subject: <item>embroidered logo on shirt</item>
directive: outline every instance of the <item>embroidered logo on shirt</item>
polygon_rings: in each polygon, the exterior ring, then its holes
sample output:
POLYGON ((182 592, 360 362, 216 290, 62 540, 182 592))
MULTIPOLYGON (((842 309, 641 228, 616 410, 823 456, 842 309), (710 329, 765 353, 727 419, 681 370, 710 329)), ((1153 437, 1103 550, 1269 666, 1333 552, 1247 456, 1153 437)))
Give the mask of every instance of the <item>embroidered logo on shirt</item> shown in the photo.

*SET TASK:* Recast the records above as a Markdown table with two columns, Row and Record Text, giving each non-blank line its own numbered row.

*PROBLEM SOLUTION:*
| Row | Record Text |
|---|---|
| 1 | subject: <item>embroidered logo on shirt</item> |
| 2 | directive: outline every instance of the <item>embroidered logo on shirt</item> |
| 3 | polygon_rings: in each polygon, the exterior ring, then its holes |
| 4 | sample output: |
| 5 | POLYGON ((182 592, 360 362, 216 290, 62 540, 182 592)) |
| 6 | MULTIPOLYGON (((842 309, 641 228, 616 410, 823 456, 842 309), (710 329, 765 353, 727 419, 681 370, 710 329)), ((1153 437, 1103 550, 1269 666, 1333 552, 1247 456, 1153 437))) |
| 7 | Give the mask of every instance of the <item>embroidered logo on shirt</item> shown in the photo. |